• Work to do:
[1] In the passage comparing Sigfox and LoRa, how many keys does LoRa use for encryption, and at which levels?
[2] From the passage comparing Sigfox and LoRa, reproduce verbatim the part that opens with the words containing "Both technologies are" and closes with "your device data.".

• Extract provided:
:::
Both technologies are offering some security functions : Sigfox is using encryption mechanism for authenticating tye device but is not encrypting communications. So you have to do it at firmware level. LoRa is encrypting data at 3 level.  Sigfox is based on a network authentification plus a frequency hopping algorithm and sequence number avoiding a third party device to emit with original device identity. LoRa is using 3 different keys to encrypt at device, application and network level. This ensure, when you have multiple network, public and private, operating the same frequencies to not process data from other one. That is for the ability of a third party to listen on your device data.

The other side of security is for an attacker to switch off you device communications. For a such attack, as you can’t avoid a device to transmit, the more easy is to avoid reception (only reception can be noised with a strong emitter near the receiver). For network like GPRS needing a two-side communication, if you generate noise near the object you can stop any communications by canceling network orders reception to the device. In networks like SigFox or LoRa the device is able to emit without any network authorization, the only way to cancel communication would be to generate noise at every network antenna… so forget it ! SigFox and LoRa are not fully equivalent on this point as LoRaWAN requires the object to receive the network channel configuration in the connect sequence. Once it received these information it can communicate on its own. The connection sequence is initiated on the first communication and we can assume it has already be done when the attacker start is attack when the device is not mobile. When a device is mobile, we can assume it will have to reconnect when changing from a cell to another, in this scenario we can cancel later communication of the object ; for this reason valuable goods tracking is not a good application for LoRaWan.

Hardware Design

868MHz is generally a mess for antenna design and this is a recurrent discussion we have with device designer about the good deal between antenna size and radio performance. LoRa and SigFox have the same frequency and the same problem to manage. We also have to consider different frequencies in the different part of the world making a worldwide operating device a big challenge. The main difference between technologies is SigFox is open to many chip provider when LoRa chip are delivered by Semtech and Licensed (actually one Chinese provider) I won’t argue on this as actually the consequences are not totally clear and it is not making a big difference. SigFox offer a lot of hardware solutions but at end, actually, not all of them are ready for industrialization and CE certifications. The LoRa module have to integrate the LoRaWan stack. Actually this one is still in progress and we have seen many firmware updates on the existing modules in the past year. We know we will have some more in the current year to support roaming as an exemple. It means you have to consider LoRaWAN stack upgrade in your device design.
:::
Portion of a data file:

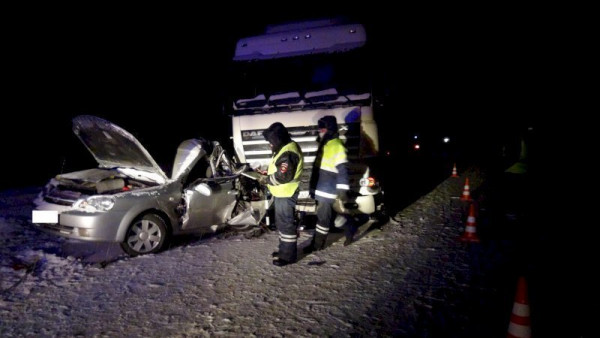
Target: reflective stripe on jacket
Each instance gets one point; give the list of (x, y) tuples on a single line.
[(285, 189), (333, 172)]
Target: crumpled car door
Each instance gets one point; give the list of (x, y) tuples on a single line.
[(206, 212)]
:::
• Expected outputs:
[1] LoRa uses three keys, at the device, application, and network levels.

[2]
Both technologies are offering some security functions : Sigfox is using encryption mechanism for authenticating tye device but is not encrypting communications. So you have to do it at firmware level. LoRa is encrypting data at 3 level.  Sigfox is based on a network authentification plus a frequency hopping algorithm and sequence number avoiding a third party device to emit with original device identity. LoRa is using 3 different keys to encrypt at device, application and network level. This ensure, when you have multiple network, public and private, operating the same frequencies to not process data from other one. That is for the ability of a third party to listen on your device data.